* **Information provided**
---------------

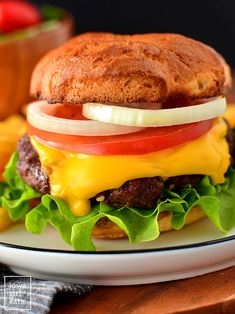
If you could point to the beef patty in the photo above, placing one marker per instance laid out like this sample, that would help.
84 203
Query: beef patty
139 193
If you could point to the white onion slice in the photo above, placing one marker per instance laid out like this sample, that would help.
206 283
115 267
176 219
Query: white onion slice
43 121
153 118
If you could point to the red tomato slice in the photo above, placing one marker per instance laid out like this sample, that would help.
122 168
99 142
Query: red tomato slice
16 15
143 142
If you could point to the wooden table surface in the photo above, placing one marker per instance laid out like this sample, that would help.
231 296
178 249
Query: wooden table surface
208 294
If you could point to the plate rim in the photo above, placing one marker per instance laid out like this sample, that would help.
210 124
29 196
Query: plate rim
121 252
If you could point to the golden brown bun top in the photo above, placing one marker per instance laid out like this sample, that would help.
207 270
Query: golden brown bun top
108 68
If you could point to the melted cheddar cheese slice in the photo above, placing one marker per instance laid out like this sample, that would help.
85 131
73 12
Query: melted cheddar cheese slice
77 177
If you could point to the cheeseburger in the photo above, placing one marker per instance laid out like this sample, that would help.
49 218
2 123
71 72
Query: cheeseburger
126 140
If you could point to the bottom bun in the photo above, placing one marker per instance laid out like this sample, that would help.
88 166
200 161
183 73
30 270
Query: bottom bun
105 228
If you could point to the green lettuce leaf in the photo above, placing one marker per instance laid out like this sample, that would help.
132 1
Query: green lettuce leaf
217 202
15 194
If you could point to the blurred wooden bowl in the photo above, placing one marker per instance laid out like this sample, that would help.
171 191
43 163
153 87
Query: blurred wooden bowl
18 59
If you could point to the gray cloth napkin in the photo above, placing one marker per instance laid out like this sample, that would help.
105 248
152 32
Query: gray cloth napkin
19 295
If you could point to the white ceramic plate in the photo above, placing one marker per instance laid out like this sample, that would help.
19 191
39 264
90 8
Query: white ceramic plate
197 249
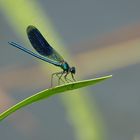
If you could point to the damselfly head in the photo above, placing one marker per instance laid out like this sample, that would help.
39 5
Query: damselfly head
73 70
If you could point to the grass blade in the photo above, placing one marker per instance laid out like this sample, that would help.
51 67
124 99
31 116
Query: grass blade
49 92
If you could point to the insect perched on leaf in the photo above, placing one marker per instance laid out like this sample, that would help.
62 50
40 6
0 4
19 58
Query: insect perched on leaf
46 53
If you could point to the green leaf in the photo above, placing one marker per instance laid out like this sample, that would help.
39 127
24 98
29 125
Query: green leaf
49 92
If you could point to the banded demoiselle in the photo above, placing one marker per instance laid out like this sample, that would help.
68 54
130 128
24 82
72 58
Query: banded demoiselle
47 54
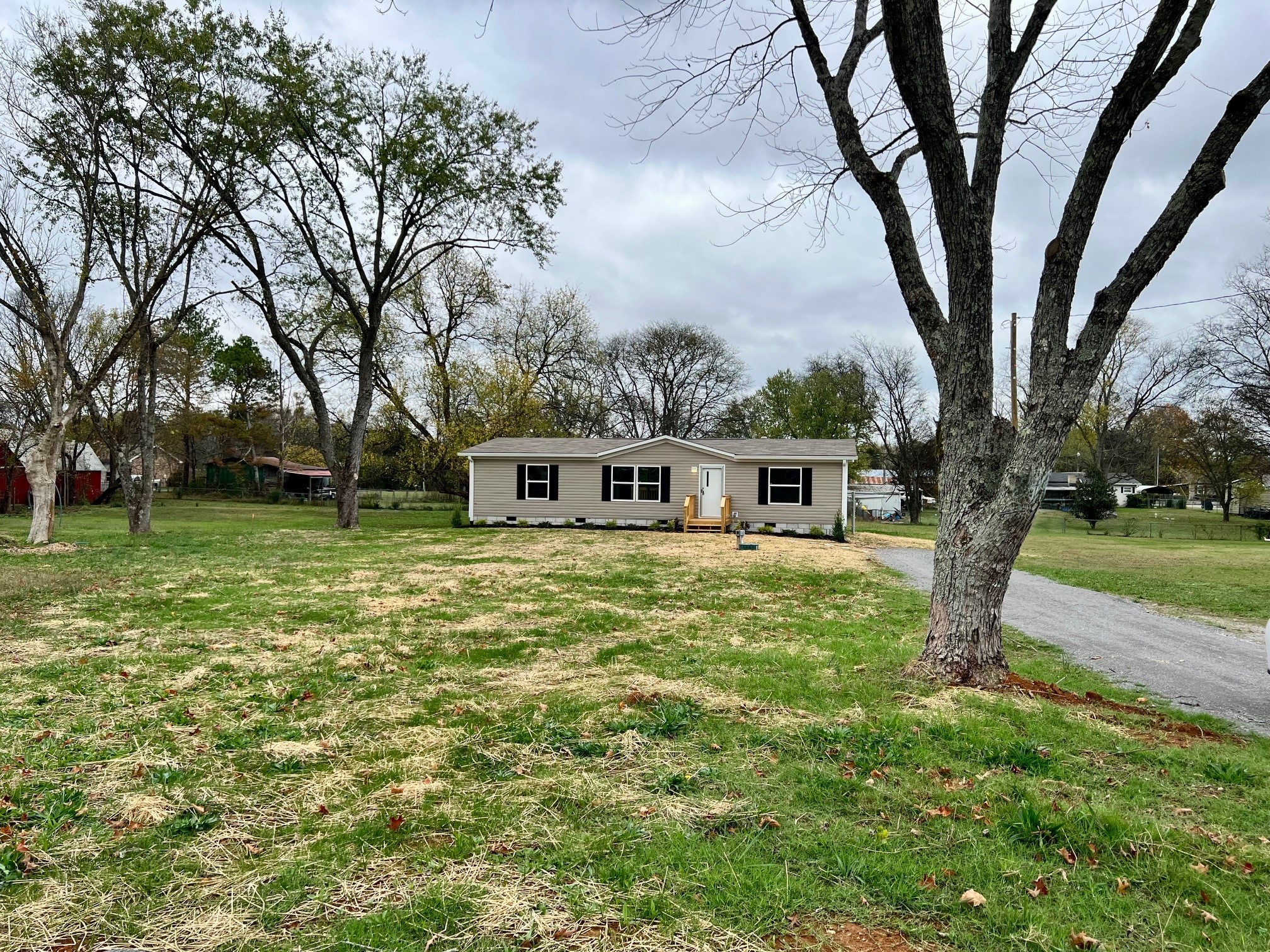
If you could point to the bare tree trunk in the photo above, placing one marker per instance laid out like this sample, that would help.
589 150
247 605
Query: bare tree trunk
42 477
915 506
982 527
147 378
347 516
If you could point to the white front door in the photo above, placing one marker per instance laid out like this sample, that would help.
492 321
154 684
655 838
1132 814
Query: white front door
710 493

---------------

* **Goal**
Offset every answer coordinate by 36 in everything from the line containing "If you could point to the white ceramic" down to the end of the listing, and write out that whole stretch again with its requests included. Leave the pictures out.

* **Worked answer**
If you could point to the white ceramic plate in the photo above, placing one marker per instance laid out like this sample, that would help.
19 191
39 264
90 8
Query: white ceramic plate
233 285
If you could point to the damselfly head in the photo above, placing one marker per instance laid out like this sample, that would help.
39 5
Query: damselfly head
109 106
If you could point to the grass blade in the photo above, placing one marker per instance laid out like this sample, that would help.
51 67
124 99
31 116
Query: grass blade
85 128
If you could point to the insect perched on leaf in the photo above, placing one marker per instance laid out like this sample, that would help.
62 50
40 6
0 4
19 58
Query: insect perched on leaf
82 89
If you could point to the green leaf in the photo above, placing one marker per instance laid out like this sample, that would help.
39 127
24 98
29 125
Query: green leaf
85 128
If you could point to the banded demoiselle in the photo above, placing one marker per instance laid out like this sample, that would help.
68 54
130 128
24 82
72 58
Query: banded demoiselle
83 90
If you could point to the bare tree trunk in the photo above, placing one marker per instance laid out like this sample, that would help.
589 150
247 605
Query: bare tree trunk
78 513
951 542
1018 563
183 414
383 552
If you could point to the white front door in the photo above, placing one marker per instance laid out like this sample, that would help.
492 321
154 684
655 838
1132 814
Query: white front door
746 529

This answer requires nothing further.